WORK TO COMPLETE: Below are the records. Retype exactly the lines between the lines holding "Locate the man with" and "Locate the woman in black", inclusive.

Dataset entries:
..........
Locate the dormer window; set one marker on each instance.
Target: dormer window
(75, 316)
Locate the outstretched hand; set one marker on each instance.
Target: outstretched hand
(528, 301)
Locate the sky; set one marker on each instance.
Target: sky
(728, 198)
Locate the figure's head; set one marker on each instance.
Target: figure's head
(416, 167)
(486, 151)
..........
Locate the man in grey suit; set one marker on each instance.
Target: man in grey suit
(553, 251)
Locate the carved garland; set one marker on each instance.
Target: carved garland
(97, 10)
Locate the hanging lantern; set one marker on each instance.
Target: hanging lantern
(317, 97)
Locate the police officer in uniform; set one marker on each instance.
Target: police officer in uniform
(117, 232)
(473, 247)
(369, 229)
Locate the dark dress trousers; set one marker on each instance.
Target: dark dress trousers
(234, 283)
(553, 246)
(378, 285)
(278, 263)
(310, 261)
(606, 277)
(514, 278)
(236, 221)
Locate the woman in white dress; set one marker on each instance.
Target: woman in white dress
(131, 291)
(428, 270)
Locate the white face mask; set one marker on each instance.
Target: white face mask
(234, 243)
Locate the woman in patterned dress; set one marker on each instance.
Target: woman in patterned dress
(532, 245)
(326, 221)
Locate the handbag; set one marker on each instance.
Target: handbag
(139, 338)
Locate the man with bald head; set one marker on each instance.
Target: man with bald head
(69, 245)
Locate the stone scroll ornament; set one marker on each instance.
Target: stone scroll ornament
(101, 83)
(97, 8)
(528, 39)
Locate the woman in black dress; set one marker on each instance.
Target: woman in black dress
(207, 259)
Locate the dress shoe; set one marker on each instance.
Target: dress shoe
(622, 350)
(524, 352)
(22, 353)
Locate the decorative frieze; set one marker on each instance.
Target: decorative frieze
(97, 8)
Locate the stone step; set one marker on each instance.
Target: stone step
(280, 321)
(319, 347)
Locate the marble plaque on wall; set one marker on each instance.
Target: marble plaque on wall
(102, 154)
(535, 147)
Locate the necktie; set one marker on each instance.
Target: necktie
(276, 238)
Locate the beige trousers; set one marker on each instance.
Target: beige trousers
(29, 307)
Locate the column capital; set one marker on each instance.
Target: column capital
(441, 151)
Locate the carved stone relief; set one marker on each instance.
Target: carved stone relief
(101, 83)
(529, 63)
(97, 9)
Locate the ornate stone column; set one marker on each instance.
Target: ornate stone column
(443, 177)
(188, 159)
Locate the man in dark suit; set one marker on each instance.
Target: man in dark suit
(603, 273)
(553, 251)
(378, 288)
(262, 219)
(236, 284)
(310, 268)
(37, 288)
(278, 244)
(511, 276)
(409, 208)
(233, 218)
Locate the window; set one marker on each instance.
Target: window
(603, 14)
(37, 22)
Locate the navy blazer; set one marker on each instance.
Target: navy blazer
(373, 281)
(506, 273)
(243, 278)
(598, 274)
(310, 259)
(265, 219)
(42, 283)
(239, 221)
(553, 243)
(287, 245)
..........
RESPONSE FOR THIS EXERCISE:
Locate the man with bald head; set one marker on each instance.
Target: man with bald head
(69, 245)
Locate the stone scroll ornament; set one marker on each instance.
Target: stone scroll ornament
(101, 83)
(97, 8)
(528, 39)
Locate the woman in black dress; set one marker on each instance.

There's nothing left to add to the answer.